__PROBLEM TO WORK ON__
Update the rows below so that every occurrence of "picking out" reads "locating". Leave all other text unchanged.
..............................
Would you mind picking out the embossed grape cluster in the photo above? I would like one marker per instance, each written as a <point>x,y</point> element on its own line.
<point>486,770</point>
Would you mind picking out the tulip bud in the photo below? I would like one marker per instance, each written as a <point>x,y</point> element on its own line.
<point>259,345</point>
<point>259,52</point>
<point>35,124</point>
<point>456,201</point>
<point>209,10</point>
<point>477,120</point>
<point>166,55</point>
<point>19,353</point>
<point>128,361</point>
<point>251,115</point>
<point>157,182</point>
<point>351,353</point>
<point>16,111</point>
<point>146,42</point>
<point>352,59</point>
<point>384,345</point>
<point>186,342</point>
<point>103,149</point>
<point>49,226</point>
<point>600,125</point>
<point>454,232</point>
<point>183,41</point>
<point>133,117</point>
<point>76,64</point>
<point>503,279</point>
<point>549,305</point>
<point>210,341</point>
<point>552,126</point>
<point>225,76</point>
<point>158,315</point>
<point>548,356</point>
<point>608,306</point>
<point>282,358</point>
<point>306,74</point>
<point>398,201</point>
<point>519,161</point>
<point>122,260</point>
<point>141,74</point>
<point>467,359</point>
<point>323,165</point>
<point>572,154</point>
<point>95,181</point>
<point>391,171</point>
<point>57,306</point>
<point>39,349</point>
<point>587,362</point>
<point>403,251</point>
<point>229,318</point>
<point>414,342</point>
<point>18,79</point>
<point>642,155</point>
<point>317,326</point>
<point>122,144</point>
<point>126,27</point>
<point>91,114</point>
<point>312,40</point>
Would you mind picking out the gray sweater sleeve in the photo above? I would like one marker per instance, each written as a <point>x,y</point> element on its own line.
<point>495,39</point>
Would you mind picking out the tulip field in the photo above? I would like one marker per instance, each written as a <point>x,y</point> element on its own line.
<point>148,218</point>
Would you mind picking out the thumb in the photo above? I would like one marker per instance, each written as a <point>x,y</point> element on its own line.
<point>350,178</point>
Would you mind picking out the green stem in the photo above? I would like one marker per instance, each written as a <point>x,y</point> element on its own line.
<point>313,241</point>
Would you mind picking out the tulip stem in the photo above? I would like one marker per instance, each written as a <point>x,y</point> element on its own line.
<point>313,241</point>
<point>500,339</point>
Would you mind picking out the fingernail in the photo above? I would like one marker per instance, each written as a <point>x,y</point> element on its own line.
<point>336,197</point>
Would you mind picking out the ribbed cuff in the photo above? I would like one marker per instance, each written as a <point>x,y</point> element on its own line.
..............................
__THE REPLY__
Would you mind locating the embossed grape cluster in the photo above? I would like one marker per instance, each written as a <point>x,y</point> element on its own line.
<point>486,770</point>
Would you mind locating the tulip bud in the photo below? I would like one marker per instance, each written as a <point>x,y</point> element on its own line.
<point>259,345</point>
<point>259,52</point>
<point>35,124</point>
<point>456,201</point>
<point>209,10</point>
<point>477,120</point>
<point>166,55</point>
<point>19,353</point>
<point>128,361</point>
<point>251,115</point>
<point>157,182</point>
<point>351,353</point>
<point>16,111</point>
<point>146,42</point>
<point>352,59</point>
<point>384,345</point>
<point>186,342</point>
<point>103,149</point>
<point>49,226</point>
<point>600,125</point>
<point>454,232</point>
<point>183,41</point>
<point>133,117</point>
<point>76,64</point>
<point>503,279</point>
<point>549,305</point>
<point>210,341</point>
<point>552,126</point>
<point>225,76</point>
<point>158,315</point>
<point>548,356</point>
<point>608,306</point>
<point>282,358</point>
<point>306,74</point>
<point>398,201</point>
<point>519,161</point>
<point>122,260</point>
<point>141,74</point>
<point>467,359</point>
<point>323,165</point>
<point>572,154</point>
<point>95,181</point>
<point>391,171</point>
<point>57,306</point>
<point>39,349</point>
<point>587,362</point>
<point>403,251</point>
<point>229,318</point>
<point>414,342</point>
<point>18,79</point>
<point>642,155</point>
<point>317,326</point>
<point>122,144</point>
<point>126,27</point>
<point>91,114</point>
<point>312,40</point>
Would you mind locating the gray sweater sleeve in the photo above? I would like one marker per instance, each written as a <point>x,y</point> element on its own line.
<point>495,39</point>
Would you mind locating the tulip field in the photo above? I would like one marker per instance, each written as a <point>x,y</point> element on its own line.
<point>148,218</point>
Would you mind locating the thumb in the photo above? I would like one marker per instance, each written as a <point>x,y</point> element on its own line.
<point>350,178</point>
Would you mind locating the green stem in the photo above? I would like one marker per instance, each written as a <point>x,y</point> element on its own line.
<point>313,241</point>
Would you mind locating the tulip stem in the photo above? I would like one marker per instance, each written as a <point>x,y</point> element on its own line.
<point>313,241</point>
<point>500,339</point>
Would you mind locating the fingernail in the photo above? I would like one marker per instance, each written as a <point>x,y</point> element on its own line.
<point>336,197</point>
Would you mind locating the ribbed cuff in the photo above? I would like one marker per instance, each written as a <point>x,y</point> element on its own line.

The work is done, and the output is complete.